• [List of tasks]:
- A) According to the Grabba Python SDK page, which region does the client use by default?
- B) Translate this sentence from the Grabba Python SDK page into French: "Grabba Python SDK provides a simple and intuitive interface for scheduling web data extraction jobs, retrieving job results, and managing your extraction workflows."
- C) Carry on with the Grabba Python SDK page from its final line.

• [Given passage]:
+-------+

Skip to main content

Python SDK for Grabba API

Project description

Grabba Python SDK

Grabba Python SDK provides a simple and intuitive interface for scheduling web data extraction jobs, retrieving job results, and managing your extraction workflows.

Installation

Install the SDK using pip:

pip install grabba

Basic Setup

Import the client and required types

from grabba import Grabba, Job, JobNavigationType, JobSchedulePolicy, JobTaskType

Initialize a client instance

grabba = Grabba(api_key="your-api-key", region="US")  # Optional: Defaults to US

Methods

extract

extract(job: Job) -> Dict

Schedules a new web data extraction job.

Parameters:

  • job: A Job object containing the extraction configuration.

Returns:

  • A dictionary containing the response status, message, and job_result.

+-------+

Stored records
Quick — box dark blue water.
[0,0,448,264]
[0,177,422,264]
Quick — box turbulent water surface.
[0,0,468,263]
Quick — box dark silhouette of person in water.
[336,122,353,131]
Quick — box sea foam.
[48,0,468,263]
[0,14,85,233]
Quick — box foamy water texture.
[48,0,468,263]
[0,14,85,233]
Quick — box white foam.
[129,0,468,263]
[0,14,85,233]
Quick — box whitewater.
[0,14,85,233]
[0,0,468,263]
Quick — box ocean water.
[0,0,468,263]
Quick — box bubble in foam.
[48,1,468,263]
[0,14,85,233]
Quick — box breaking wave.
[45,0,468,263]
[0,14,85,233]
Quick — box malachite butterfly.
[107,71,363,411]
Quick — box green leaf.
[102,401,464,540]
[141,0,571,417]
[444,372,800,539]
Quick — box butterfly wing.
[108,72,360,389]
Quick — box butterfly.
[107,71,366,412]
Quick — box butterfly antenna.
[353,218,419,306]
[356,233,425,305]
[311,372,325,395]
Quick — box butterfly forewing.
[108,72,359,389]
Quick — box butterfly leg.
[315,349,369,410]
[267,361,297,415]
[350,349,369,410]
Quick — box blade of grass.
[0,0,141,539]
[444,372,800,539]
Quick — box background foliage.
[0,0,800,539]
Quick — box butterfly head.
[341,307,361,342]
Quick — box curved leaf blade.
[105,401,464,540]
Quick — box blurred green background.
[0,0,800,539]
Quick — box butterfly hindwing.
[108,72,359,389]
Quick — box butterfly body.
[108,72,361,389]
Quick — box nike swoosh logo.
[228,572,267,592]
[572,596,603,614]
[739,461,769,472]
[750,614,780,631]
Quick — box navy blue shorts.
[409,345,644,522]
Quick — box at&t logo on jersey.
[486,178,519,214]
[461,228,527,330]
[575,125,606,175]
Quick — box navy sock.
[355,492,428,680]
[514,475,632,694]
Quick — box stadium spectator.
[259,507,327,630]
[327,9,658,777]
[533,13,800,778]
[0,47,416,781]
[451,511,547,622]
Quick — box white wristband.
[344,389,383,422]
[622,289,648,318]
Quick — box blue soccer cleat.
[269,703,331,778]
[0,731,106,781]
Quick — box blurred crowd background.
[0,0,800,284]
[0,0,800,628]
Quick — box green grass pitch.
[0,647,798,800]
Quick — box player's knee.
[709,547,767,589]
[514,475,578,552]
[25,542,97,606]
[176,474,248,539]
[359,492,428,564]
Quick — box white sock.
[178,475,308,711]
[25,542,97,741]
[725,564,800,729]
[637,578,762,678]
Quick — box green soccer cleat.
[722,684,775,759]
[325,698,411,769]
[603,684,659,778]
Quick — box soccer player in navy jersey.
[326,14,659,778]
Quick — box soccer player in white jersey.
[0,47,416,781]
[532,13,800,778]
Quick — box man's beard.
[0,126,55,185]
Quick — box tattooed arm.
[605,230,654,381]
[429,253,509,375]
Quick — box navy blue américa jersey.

+-------+

• [The results]:
- A) US

- B) Le SDK Python de Grabba offre une interface simple et intuitive pour planifier des tâches d'extraction de données web, récupérer les résultats des tâches et gérer vos flux de travail d'extraction.

- C)
Example:

job = Job(
    url="https://docs.grabba.dev/home",
    schedule={"policy": JobSchedulePolicy.IMMEDIATELY.value},
    navigation={"type": JobNavigationType.NONE},
    tasks=[{
        "type": JobTaskType.WEB_PAGE_AS_MARKDOWN.value, 
        "options": { "onlyMainContent": True }
    }],
)

response = grabba.extract(job)
print(f"Job completed with status: {response['status']}")

schedule_job

schedule_job(job_id: str) -> Dict

Schedules an existing job for execution.

Parameters:

  • job_id: The ID of the job to schedule.

Returns:

  • A dictionary containing the response status, message, and job_result.

Example:

response = grabba.schedule_job("12345")
print(f"Job completed with status: {response['status']}")

get_jobs

get_jobs() -> GetJobsResponse

Retrieves a list of all jobs associated with the API key.

Returns:

  • A list of Job objects.

Example:

jobs = grabba.get_jobs()
for job in jobs:
    print(job)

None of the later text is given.